## [Énoncé 1]
Recopiez, dans le texte sur la décision de Volkswagen, le passage allant de « Georg Leutert souligne » jusqu'à « de cette mutation. ».

## [Texte à lire]
━━━━
Cette manifestation fait suite à l’annonce récente de Volkswagen de suspendre son accord sur l’emploi et les conventions collectives. Organisée par IndustriALL Europe et la Confédération européenne des syndicats (CES), la manifestation a rassemblé des travailleurs et travailleuses, des dirigeants syndicaux et des acteurs de l’industrie pour mettre en lumière les défis croissants auxquels le secteur est confronté, en particulier lorsque les entreprises se tournent vers les véhicules électriques (VE) et font face à des pressions économiques croissantes.

Georg Leutert souligne que l’industrie automobile se trouve à un tournant décisif et que les travailleurs et travailleuses doivent être au cœur de cette mutation.

“La décision de Volkswagen a été un choc majeur, surtout si l’on considère la réputation de l’entreprise, qui est une référence en matière de relations sociales. Elle met en évidence l’énorme pression que subissent les constructeurs automobiles, notamment en raison de la transition des moteurs à combustion interne vers les véhicules électriques. Les contraintes financières, exacerbées par la perte de parts de marché, en particulier en Chine mais aussi en Europe, sont répercutées sur les travailleurs, ce qui est inacceptable”.
━━━━
## [Énoncé 2]
Parmi les lignes ci-dessous, comptez celles qui contiennent le mot « wooden ». Indiquez uniquement ce nombre.
━━━━
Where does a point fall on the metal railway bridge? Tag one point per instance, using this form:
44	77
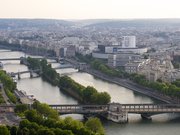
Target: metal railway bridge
117	108
114	111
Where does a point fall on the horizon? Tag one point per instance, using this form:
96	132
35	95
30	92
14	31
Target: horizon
89	9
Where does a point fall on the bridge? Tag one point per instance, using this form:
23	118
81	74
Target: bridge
24	72
118	112
115	112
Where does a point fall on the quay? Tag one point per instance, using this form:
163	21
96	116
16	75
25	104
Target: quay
115	112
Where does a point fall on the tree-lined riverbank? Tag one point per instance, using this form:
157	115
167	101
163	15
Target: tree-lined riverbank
88	95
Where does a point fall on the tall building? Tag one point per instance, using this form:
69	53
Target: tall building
129	42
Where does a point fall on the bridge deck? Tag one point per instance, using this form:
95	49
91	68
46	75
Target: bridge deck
128	108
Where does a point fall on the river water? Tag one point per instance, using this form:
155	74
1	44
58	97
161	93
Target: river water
164	124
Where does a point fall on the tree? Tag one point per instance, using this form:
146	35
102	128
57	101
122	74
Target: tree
95	125
4	130
21	108
13	130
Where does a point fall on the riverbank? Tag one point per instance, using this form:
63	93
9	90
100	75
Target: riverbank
132	86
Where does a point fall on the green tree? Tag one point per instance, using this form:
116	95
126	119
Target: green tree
95	125
4	130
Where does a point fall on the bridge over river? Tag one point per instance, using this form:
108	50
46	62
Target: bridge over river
114	111
118	112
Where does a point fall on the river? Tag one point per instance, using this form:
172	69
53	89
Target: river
164	124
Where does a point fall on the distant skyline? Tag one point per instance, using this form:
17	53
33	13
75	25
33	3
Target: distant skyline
90	9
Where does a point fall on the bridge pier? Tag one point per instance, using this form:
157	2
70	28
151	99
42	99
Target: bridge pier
116	114
146	116
31	74
19	76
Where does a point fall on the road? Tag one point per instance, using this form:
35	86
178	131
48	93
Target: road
133	86
6	99
9	119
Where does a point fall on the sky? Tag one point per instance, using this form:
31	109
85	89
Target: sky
89	9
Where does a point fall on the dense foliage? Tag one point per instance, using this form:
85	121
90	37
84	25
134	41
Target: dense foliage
42	120
8	85
85	94
89	94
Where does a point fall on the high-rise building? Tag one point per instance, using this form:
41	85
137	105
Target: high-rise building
129	42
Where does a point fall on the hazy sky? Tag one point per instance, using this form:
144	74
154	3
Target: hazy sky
88	9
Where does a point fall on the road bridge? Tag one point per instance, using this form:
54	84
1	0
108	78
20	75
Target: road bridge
25	72
115	112
118	112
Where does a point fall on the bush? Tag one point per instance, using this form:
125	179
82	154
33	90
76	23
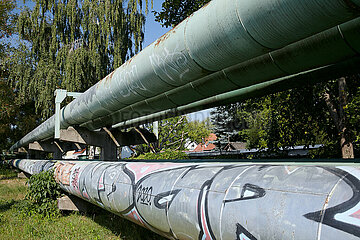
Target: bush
167	154
41	195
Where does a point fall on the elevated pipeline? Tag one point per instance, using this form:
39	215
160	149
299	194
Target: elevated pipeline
222	35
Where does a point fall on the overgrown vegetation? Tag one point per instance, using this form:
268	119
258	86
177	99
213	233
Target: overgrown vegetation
166	154
100	224
42	192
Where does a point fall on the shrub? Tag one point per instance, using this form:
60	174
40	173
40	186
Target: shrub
166	154
41	195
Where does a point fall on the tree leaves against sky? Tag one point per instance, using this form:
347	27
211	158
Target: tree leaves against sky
72	44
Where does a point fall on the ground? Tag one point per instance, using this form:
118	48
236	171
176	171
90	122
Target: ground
98	225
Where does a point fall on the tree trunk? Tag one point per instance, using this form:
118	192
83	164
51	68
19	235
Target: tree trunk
338	116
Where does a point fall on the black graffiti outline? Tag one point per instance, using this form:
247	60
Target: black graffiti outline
328	218
240	229
144	195
259	193
163	195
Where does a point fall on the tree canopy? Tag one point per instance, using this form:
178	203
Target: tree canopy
72	44
175	11
327	113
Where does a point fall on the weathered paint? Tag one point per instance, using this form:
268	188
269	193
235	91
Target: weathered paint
175	69
220	200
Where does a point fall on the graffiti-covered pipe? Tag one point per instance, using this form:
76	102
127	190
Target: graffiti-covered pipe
220	200
222	34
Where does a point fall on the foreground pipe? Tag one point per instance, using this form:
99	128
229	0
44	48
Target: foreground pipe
220	200
220	35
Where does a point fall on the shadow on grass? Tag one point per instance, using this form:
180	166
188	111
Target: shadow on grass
120	226
8	177
6	205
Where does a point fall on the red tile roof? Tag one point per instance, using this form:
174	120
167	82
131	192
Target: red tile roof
206	146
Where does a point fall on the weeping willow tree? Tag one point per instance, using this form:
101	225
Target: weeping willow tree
71	44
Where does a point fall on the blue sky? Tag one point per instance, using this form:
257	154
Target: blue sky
153	30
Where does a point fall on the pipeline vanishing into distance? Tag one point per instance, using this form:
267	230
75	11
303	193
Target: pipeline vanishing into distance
224	47
243	201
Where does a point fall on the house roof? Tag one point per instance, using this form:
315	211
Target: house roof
207	145
235	146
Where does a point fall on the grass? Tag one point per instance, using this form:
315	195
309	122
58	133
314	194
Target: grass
101	224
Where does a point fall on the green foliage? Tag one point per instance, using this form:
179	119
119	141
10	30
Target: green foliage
226	124
199	129
300	117
72	44
6	22
41	195
175	132
175	11
6	172
166	154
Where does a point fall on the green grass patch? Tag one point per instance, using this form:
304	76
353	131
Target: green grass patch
100	224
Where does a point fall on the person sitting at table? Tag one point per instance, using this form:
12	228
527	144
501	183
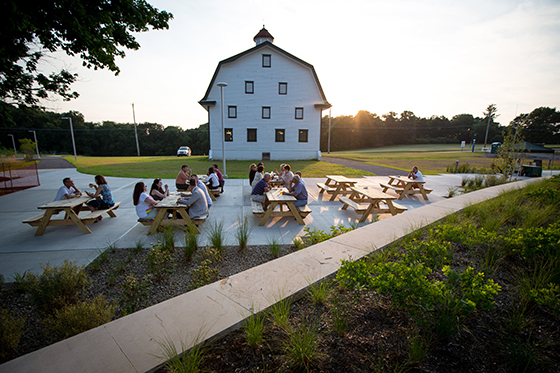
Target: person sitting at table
220	177
299	191
145	204
415	174
252	172
200	184
103	196
258	193
286	176
181	182
259	175
197	206
212	179
67	190
298	173
157	192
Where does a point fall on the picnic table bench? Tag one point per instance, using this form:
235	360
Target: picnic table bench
368	202
404	186
42	221
179	215
277	199
336	185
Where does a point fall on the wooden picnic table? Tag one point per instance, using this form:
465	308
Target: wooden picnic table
336	185
179	215
43	220
367	202
277	199
404	186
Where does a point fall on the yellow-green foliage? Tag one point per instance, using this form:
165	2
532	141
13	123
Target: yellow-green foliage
59	286
10	332
78	318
━━━━
## [Réponse rédigée 1]
Georg Leutert souligne que l’industrie automobile se trouve à un tournant décisif et que les travailleurs et travailleuses doivent être au cœur de cette mutation.

## [Réponse rédigée 2]
2